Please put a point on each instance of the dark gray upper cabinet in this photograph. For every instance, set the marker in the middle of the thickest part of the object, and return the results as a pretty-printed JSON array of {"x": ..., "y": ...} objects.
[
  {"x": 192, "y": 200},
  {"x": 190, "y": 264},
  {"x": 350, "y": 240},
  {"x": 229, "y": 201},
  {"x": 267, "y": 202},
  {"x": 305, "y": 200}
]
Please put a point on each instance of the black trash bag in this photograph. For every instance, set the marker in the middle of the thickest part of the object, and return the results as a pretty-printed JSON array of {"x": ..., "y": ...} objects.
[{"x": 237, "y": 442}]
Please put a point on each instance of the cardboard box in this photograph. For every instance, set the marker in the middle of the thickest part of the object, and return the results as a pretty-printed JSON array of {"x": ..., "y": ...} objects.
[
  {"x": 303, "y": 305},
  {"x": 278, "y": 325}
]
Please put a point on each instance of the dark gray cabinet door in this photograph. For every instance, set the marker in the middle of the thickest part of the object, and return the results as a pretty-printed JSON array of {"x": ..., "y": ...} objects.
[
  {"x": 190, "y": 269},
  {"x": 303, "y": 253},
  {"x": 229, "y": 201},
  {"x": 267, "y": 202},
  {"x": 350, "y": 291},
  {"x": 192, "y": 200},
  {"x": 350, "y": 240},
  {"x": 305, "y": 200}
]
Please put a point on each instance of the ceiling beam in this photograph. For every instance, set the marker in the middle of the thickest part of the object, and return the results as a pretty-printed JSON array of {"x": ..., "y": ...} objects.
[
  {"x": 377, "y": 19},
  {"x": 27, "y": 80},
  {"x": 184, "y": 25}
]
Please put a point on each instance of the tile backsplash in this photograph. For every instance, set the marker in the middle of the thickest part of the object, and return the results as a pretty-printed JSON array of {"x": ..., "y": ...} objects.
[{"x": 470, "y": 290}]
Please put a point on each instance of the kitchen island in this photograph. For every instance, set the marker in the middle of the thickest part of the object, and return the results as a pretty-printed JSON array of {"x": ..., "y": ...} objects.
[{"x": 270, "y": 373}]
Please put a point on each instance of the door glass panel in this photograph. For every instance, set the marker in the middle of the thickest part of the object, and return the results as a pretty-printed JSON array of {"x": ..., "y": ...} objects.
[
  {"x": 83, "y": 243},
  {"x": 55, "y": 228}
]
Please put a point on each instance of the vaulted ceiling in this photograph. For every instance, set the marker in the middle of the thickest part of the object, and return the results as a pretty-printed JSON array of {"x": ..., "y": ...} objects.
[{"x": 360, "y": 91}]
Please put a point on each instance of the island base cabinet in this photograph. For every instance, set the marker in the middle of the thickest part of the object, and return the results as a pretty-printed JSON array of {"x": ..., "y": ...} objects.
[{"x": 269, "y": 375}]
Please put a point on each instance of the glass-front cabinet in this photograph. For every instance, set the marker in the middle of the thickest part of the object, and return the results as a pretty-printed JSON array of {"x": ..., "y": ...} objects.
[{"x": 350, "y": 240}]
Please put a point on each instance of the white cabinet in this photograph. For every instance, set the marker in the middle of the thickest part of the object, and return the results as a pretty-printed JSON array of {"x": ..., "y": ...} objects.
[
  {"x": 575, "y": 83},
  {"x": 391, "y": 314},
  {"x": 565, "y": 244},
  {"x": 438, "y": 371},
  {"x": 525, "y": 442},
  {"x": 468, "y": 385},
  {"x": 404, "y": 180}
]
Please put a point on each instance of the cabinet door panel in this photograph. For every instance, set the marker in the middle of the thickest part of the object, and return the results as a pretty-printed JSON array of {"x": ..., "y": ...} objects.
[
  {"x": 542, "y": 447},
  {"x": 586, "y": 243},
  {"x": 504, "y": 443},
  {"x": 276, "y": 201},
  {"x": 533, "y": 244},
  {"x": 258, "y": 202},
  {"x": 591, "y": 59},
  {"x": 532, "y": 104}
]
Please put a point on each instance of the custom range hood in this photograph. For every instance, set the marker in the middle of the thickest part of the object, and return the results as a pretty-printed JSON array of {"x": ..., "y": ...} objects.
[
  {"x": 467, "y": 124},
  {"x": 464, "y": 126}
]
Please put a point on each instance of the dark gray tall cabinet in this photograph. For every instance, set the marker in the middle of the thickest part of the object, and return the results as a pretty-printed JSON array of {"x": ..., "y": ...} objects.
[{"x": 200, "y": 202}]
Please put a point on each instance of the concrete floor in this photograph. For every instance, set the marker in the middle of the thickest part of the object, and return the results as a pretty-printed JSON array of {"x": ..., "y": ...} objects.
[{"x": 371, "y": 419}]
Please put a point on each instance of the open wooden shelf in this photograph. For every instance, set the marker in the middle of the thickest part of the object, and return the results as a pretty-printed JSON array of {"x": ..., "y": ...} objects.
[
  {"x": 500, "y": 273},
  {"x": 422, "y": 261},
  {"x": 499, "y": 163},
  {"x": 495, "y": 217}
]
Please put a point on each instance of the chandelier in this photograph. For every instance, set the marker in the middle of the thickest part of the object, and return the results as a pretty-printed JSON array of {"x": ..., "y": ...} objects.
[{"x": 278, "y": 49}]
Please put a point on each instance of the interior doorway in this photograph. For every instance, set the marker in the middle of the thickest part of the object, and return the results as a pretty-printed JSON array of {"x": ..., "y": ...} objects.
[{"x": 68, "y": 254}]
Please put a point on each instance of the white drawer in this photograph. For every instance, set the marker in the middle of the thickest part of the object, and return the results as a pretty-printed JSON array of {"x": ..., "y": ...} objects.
= = = = =
Copy all of the data above word for word, with no changes.

FINAL RESULT:
Please put a point on each instance of the dark gray upper cabinet in this photograph. For every instance, set the marker in the middle of the thickest part of the object, and return the results as a pretty-printed JSON array of {"x": ..., "y": ...} objects.
[
  {"x": 192, "y": 200},
  {"x": 190, "y": 264},
  {"x": 350, "y": 240},
  {"x": 229, "y": 201},
  {"x": 267, "y": 202},
  {"x": 305, "y": 200}
]
Please put a point on each instance of the black trash bag in this photograph. For every instance, set the marker in the middle of the thickest part of the object, and return the results as a pretty-printed JSON array of {"x": ..., "y": ...} objects.
[{"x": 237, "y": 442}]
Please put a point on each instance of the cardboard box in this photograph. For every instance, set the marker in the middle of the thickest part of the object, and return the results as a pretty-printed JSON array of {"x": ..., "y": ...} objects.
[
  {"x": 303, "y": 305},
  {"x": 278, "y": 325}
]
Please put a point on each instance of the dark gray cabinet door in this photograph. For every instance, set the marker in the middle of the thickest part of the object, and return the results as a pretty-printed JSON array of {"x": ..., "y": ...} objects.
[
  {"x": 190, "y": 269},
  {"x": 303, "y": 253},
  {"x": 229, "y": 201},
  {"x": 267, "y": 202},
  {"x": 350, "y": 291},
  {"x": 192, "y": 200},
  {"x": 350, "y": 240},
  {"x": 305, "y": 200}
]
Please put a point on each instance of the ceiling beam in this photograph. For every instance, set the marker in the middle of the thickest part of the object, and return the results as a pretty-printed JSON array of {"x": ..., "y": ...} objects.
[
  {"x": 377, "y": 19},
  {"x": 27, "y": 80},
  {"x": 184, "y": 25}
]
Please put a point on each instance of the tile backsplash in this photograph. For every instance, set the marker in the middle of the thickest part of the object, and return the results as a pretty-printed JSON array of {"x": ..., "y": ...} objects.
[{"x": 470, "y": 290}]
Please put a point on each instance of the kitchen island in this photograph. For every instance, set the marker in the middle of the thickest part of the object, and return the results as a pretty-printed JSON array of {"x": ..., "y": ...} objects.
[{"x": 270, "y": 373}]
Please put a point on each instance of the door glass panel in this photograph. For every instance, set the marker in the middle of the thickest part of the object, and return the results as a pretty-printed JSON array of {"x": ..., "y": ...} objects.
[
  {"x": 83, "y": 243},
  {"x": 55, "y": 228}
]
Please put a point on each instance of the vaulted ceiling in this photograph. For every instance, set the marker in the middle of the thickest part of the object, and return the results as a pretty-printed JSON array of {"x": ..., "y": ...} objects.
[{"x": 360, "y": 91}]
Please put a point on each instance of the island base cabinet in this photograph. For every instance, set the marker in the middle of the thickest part of the object, and return the results as a pretty-printed JSON array of {"x": ..., "y": ...} objects.
[{"x": 269, "y": 375}]
Please put a point on each instance of the glass-front cabinet in this photograph. For every instance, set the marker in the middle of the thickest part of the object, and return the results as a pretty-printed JSON array of {"x": ..., "y": ...} objects.
[{"x": 350, "y": 240}]
Please put a point on each instance of the white cabinet in this photograph. For every instance, set the marker in the middle of the thickest part of the object, and return the results as a pretty-printed JSON array of {"x": ..., "y": ...} objects.
[
  {"x": 575, "y": 83},
  {"x": 391, "y": 314},
  {"x": 565, "y": 244},
  {"x": 438, "y": 371},
  {"x": 525, "y": 442},
  {"x": 468, "y": 385},
  {"x": 404, "y": 180}
]
Please put a point on each instance of the cabinet door panel in this photograph. For every instance, set the marker in the middle of the thickest part of the object, and return the results as a pretty-printed JSON array of {"x": ..., "y": ...} objects.
[
  {"x": 542, "y": 447},
  {"x": 586, "y": 243},
  {"x": 504, "y": 443},
  {"x": 276, "y": 201},
  {"x": 533, "y": 244},
  {"x": 258, "y": 202},
  {"x": 591, "y": 59},
  {"x": 532, "y": 104}
]
Please put a point on each instance of the custom range hood in this photograph. For every instance, set the marker in the middle of the thickest part of the object, and return the results as a pretty-printed JSON array of {"x": ..., "y": ...} objects.
[
  {"x": 467, "y": 124},
  {"x": 464, "y": 126}
]
Please put a point on each instance of the dark gray tall cabinet in this photograph. For every instance, set the marker in the middle of the thickest part of the object, and return the results as a pretty-printed JSON array of {"x": ..., "y": ...} objects.
[{"x": 200, "y": 202}]
Please put a point on each instance of the concrete floor in this photograph. For every instance, set the marker in the middle of the thickest part of the object, and return the results as a pretty-printed JSON array of {"x": ..., "y": ...} objects.
[{"x": 371, "y": 419}]
Please put a point on each instance of the open wooden shelf in this photograph. For every instance, set the marker in the middle of the thickest part of the object, and return the results as a pretty-printed JSON array of {"x": ..., "y": ...} objects.
[
  {"x": 500, "y": 273},
  {"x": 422, "y": 261},
  {"x": 499, "y": 163},
  {"x": 495, "y": 217}
]
Please put a point on each instance of the chandelier in this photograph. For every instance, set the marker in the middle of the thickest part of the object, and return the results as a pretty-printed JSON array of {"x": ..., "y": ...} objects.
[{"x": 278, "y": 49}]
Please put a point on each instance of the interior doorway in this photograph. For every instance, set the marker in the middle of the thickest part of the object, and return the results as a pretty-printed JSON array of {"x": ..., "y": ...} objects.
[{"x": 68, "y": 254}]
Please put a point on each instance of the white drawer in this photograph. For every instance, set the marker in the middle of the thickest part of the object, and return the results as a pretty-printed JSON array of {"x": ..., "y": ...} objects.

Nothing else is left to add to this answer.